Aufgaben -
[1] Nenne alle Personen, die im Artikel über Marina Abramovićs Autobiografie mit vollem Namen genannt werden.
[2] Was studiert Marina Abramović laut dem Artikel über ihre Autobiografie an der Staatlichen Kunsthochschule?
[3] Führe den Artikel über Marina Abramovićs Autobiografie im gleichen Ton weiter, beginnend nach seinem letzten Satz.

Textauszug -
+ + + + +

Marina Abramović: "Durch Mauern gehen"

Ein Leben für die Performance-Kunst

Besucher einer Ausstellung sehen auf einem Bildschirm die Video-Performance "Die Zwiebel" von Marina Abramovic.
Besucher einer Ausstellung sehen auf einem Bildschirm die Video-Performance "Die Zwiebel" von Marina Abramovic. © dpa picture alliance/ Salvatore Di Nolfi
Von Wiebke Hüster · 18.11.2016
Marina Abramović bringt sich und die Zuschauer mit ihren Performances immer wieder an ihre Grenzen. Ob sie sich mit einem Messer verletzt oder Besuchern die Gelegenheit gibt, sie zu erschießen - Schmerz und Leiden sind Gegenstand ihrer Kunst. Nun hat die 70-Jährige ihre Autobiografie vorgelegt.
Marina Abramović ist 70 Jahre alt geworden und legt ihre Autobiographie "Durch Mauern gehen" vor. In Belgrad geboren als Kind einer mehr als stürmischen Ehe von Partisanen, wächst sie im Schatten dieser zerstörerischen Beziehung auf. Ihre Großmutter, bei der sie zeitweise lebt, ist streng religiös und macht sie mit der beruhigenden Wirkung kirchlicher Rituale und religiöser Praktiken vertraut.
Abramovićs Mutter ist streng und nicht sehr liebevoll, unterstützt aber bedingungslos die künstlerische Arbeit ihrer malenden Tochter.
So beginnt Marina Abramović an der Staatlichen Kunsthochschule Malerei zu studieren. Sie kann alles malen, sagt sie nach dem Abschluss von sich, interessiert sich aber nicht mehr dafür. Stattdessen beginnt sie ihren eigenen Körper zum Gegenstand jener staunenswerten Kunstpraktiken zu machen, für die sie so berühmt geworden ist. Mit verschiedenen Messern bewaffnet sitzt sie in einer Galerie und und legt ihre Hände nacheinander auf Blätter weißen Papiers. Sodann beginnt sie, schnell und immer schneller mit dem Messer zwischen die einzelnen Finger zu stechen und natürlich trifft sie mit steigenden Tempo immer öfter das eigene Fleisch.

+ + + + +

Bereitgestellte Einträge -
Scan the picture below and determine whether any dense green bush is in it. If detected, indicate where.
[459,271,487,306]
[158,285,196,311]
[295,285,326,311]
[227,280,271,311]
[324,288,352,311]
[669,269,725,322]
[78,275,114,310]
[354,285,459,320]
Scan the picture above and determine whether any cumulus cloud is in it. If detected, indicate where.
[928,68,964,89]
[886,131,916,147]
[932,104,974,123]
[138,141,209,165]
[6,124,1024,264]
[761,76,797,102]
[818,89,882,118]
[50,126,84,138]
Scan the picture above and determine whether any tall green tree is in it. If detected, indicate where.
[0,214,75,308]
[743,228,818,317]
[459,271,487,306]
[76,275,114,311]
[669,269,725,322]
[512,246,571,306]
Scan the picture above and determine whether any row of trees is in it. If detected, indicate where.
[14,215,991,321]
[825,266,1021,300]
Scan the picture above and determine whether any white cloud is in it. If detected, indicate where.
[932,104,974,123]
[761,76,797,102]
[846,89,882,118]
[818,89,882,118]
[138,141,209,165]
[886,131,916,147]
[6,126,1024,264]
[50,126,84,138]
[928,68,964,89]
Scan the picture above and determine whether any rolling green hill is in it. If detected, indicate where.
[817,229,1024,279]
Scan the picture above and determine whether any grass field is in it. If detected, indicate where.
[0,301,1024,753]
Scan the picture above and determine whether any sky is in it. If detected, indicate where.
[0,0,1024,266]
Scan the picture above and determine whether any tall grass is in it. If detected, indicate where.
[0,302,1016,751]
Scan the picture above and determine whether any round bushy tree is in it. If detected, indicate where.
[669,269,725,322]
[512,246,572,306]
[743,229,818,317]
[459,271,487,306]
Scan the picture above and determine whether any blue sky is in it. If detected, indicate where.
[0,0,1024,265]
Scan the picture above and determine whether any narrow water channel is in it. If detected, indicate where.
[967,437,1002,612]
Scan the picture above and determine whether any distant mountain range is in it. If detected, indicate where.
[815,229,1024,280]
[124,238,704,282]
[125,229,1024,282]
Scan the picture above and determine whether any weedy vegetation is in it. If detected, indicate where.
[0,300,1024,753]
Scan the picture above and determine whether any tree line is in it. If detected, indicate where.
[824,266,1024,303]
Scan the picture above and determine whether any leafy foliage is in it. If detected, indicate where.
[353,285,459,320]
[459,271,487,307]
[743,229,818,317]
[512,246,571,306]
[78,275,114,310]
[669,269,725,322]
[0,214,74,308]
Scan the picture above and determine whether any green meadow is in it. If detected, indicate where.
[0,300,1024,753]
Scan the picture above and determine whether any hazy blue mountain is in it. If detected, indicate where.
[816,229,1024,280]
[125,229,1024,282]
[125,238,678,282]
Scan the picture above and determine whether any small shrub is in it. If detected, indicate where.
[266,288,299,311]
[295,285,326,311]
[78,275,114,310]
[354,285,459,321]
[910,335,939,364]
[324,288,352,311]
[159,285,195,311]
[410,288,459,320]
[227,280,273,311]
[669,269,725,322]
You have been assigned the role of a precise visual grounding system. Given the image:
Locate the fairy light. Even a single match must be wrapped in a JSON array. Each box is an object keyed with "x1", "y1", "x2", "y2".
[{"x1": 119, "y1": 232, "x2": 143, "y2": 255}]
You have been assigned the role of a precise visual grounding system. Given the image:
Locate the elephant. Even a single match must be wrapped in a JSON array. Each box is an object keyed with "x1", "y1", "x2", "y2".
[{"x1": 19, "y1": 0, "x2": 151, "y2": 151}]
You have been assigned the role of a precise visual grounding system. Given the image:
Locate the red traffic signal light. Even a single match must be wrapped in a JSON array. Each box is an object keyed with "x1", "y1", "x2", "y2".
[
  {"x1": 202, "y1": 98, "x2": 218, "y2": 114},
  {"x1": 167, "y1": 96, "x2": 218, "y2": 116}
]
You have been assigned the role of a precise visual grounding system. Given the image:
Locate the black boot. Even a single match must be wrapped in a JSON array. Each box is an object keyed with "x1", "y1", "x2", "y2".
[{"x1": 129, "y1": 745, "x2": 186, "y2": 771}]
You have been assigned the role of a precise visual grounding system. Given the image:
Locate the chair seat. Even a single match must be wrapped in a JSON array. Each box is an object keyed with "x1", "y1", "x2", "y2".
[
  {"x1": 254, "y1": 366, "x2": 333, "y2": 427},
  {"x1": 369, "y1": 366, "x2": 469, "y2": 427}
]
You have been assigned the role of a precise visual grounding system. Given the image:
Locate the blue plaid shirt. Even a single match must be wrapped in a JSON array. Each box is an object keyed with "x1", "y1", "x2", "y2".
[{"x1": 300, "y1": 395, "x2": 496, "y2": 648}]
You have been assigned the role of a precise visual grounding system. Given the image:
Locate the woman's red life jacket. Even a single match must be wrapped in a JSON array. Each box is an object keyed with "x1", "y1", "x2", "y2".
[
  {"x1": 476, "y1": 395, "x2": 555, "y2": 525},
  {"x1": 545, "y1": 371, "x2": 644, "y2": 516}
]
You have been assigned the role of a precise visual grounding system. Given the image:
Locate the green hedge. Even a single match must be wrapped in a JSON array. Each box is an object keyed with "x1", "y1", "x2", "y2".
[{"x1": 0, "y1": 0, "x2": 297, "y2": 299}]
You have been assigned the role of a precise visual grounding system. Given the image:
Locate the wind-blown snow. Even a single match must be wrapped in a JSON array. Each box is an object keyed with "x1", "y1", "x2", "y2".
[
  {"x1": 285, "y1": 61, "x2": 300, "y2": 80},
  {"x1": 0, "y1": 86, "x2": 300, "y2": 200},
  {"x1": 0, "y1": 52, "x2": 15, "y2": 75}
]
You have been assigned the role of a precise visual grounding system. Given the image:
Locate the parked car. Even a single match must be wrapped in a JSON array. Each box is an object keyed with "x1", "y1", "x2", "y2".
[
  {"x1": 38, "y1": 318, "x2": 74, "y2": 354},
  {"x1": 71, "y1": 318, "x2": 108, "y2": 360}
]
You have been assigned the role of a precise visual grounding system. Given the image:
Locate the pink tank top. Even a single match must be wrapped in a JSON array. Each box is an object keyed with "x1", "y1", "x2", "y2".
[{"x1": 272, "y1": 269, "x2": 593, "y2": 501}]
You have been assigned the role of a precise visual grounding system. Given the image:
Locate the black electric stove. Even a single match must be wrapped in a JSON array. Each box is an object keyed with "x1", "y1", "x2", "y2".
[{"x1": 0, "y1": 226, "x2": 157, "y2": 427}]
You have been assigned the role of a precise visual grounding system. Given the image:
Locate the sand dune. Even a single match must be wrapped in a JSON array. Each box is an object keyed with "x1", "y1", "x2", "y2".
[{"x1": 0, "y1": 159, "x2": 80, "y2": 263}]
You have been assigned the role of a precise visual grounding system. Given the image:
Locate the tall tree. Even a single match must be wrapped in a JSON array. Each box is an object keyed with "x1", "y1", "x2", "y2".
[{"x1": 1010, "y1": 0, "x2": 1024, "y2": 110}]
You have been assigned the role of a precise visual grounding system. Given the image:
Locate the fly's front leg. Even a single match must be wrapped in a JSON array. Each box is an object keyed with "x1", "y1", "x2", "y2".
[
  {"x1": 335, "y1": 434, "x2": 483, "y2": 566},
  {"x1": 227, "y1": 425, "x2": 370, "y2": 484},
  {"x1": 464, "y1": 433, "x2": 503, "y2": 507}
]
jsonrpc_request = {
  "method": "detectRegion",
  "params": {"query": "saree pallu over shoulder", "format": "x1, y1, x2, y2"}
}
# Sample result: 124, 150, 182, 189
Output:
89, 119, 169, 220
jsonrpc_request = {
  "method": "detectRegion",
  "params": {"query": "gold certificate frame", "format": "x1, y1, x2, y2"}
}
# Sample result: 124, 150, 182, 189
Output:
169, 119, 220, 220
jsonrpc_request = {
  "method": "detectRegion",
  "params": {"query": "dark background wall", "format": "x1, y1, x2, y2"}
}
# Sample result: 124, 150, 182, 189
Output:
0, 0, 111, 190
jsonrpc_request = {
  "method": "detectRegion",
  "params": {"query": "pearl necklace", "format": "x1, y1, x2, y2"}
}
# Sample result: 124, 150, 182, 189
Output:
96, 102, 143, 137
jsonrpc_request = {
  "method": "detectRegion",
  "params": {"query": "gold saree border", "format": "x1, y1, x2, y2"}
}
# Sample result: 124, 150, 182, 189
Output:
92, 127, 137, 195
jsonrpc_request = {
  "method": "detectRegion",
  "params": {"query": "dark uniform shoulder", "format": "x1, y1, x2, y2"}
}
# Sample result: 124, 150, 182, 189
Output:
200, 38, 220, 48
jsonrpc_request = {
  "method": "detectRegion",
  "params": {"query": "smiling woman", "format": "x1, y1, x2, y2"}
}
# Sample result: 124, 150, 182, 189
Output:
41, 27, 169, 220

+ + + + +

Lösungen zur Übung -
[1] Marina Abramović, Wiebke Hüster, Salvatore Di Nolfi

[2] Malerei.

[3]
Magie, Metaphysik und Mysterien

Von da an kreisen ihre Performances immer um den Schmerz, das Leiden, die Suche nach Grenzerfahrungen. Die Tatsache, dass der Mensch seine ganze Existenz hindurch in Angst vor dem Tod lebt und ein Leidender ist, dessen Sterblichkeit ein Faktum ist, deren zeitliches Eintreten aber ganz ungewiss ist, bringt sie dazu, immer wieder nach Transzendierung der Materialität zu streben, Magie, Metaphysik, Mysterien prägen ihre Arbeit.
Als sie sich in den deutschen Künstler Ulay verliebt, gehen die beiden am selben Tag Geborenen für zwölf Jahre eine symbiotische, von tiefer sexueller Anziehung geprägte Liebes- und Schaffensverbindung ein.
In einer ihrer ersten Performances laufen die beiden immer wieder nackt aufeinander zu und lassen ihre nackte Haut gegeneinander prallen und nehmen die Geräusche auf Band auf.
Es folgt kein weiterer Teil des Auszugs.